### Task requirements
Reproduce the passage of the article on Bing and ChatGPT from "ChatGPT is about" up to and including "during his keynote.".

### Reading text
---------------

ChatGPT is about to integrate Bing and leave Google in the dust
ChatGPT, the AI chatbot, is about to get a significant upgrade, adding Bing as its search engine and further cementing the growing relationship between Microsoft and ChatGPT developer OpenAI.
Microsoft announced the integration during its Build 2023 keynote on Tuesday stating that Bing is coming to ChatGPT as the default search experience. The announcement came amid a flurry of AI-related announcements, including the introduction of the GPT-4-based Windows Copilot coming to Windows 11 in June.
“We’re bringing search grounding and Bing to ChatGPT,” said Microsoft CEO Satya Nadella during his keynote.
Bing won’t suddenly appear in ChatGPT. Its availability is based on a plugin Microsoft built for the ChatGPT platform and will start on the premium ChatGPT+ (which is based on GPT-4). Nadella said it will arrive on the free version of ChatGPT “soon.”

---------------

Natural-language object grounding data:

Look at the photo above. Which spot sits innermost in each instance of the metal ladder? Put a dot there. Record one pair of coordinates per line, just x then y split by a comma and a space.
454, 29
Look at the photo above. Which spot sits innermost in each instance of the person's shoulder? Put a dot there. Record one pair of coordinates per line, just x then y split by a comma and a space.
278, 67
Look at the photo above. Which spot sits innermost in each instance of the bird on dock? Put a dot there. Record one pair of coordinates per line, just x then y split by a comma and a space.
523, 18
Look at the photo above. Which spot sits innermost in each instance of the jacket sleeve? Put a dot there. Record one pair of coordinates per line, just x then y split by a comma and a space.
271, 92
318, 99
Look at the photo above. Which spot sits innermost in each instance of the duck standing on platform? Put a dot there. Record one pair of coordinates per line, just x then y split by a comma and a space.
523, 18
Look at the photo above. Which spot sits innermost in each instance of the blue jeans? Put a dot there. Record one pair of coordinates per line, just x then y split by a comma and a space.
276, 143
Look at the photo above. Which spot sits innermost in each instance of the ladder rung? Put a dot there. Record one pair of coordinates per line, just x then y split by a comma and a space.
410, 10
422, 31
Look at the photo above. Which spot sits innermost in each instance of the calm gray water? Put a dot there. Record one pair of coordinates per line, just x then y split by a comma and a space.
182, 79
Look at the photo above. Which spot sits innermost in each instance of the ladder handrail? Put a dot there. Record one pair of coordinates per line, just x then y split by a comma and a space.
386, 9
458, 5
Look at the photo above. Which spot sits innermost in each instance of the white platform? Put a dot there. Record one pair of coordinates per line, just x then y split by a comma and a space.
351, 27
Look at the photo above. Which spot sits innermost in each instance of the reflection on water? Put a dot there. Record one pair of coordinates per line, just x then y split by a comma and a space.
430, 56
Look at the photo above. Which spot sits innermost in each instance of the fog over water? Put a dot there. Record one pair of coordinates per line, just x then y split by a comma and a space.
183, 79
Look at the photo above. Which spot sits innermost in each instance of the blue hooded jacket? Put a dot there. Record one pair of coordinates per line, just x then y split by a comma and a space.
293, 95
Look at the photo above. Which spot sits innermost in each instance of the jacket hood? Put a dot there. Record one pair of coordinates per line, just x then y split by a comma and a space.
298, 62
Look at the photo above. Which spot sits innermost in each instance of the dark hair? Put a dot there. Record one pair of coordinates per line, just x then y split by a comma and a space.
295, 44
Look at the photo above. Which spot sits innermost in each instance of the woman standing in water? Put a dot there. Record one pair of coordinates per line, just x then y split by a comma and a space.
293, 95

---------------

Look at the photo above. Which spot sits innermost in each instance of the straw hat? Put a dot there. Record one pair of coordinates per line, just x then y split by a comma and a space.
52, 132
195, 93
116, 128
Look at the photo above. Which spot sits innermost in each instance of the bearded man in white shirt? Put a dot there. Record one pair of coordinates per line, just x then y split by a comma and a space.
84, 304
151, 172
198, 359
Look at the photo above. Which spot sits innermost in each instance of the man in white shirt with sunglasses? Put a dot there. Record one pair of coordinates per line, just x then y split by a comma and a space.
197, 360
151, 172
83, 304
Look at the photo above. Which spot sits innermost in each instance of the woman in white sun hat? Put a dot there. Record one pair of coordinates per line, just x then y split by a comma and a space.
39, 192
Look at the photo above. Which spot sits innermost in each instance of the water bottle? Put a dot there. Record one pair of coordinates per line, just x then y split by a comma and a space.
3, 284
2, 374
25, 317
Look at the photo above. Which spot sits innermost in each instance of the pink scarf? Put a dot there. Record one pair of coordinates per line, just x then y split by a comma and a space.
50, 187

---------------

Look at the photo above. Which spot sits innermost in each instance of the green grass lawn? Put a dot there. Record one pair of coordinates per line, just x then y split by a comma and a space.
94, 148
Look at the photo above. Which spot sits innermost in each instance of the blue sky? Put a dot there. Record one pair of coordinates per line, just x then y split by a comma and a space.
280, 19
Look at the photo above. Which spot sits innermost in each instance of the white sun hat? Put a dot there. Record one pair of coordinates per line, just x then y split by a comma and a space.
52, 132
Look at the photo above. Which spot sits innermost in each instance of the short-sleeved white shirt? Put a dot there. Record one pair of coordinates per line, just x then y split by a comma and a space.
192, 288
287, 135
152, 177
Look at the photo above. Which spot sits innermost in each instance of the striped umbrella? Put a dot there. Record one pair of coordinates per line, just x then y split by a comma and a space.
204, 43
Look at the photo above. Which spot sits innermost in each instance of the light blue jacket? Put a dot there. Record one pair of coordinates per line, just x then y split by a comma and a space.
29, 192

---------------

### Result for this task
ChatGPT is about to integrate Bing and leave Google in the dust
ChatGPT, the AI chatbot, is about to get a significant upgrade, adding Bing as its search engine and further cementing the growing relationship between Microsoft and ChatGPT developer OpenAI.
Microsoft announced the integration during its Build 2023 keynote on Tuesday stating that Bing is coming to ChatGPT as the default search experience. The announcement came amid a flurry of AI-related announcements, including the introduction of the GPT-4-based Windows Copilot coming to Windows 11 in June.
“We’re bringing search grounding and Bing to ChatGPT,” said Microsoft CEO Satya Nadella during his keynote.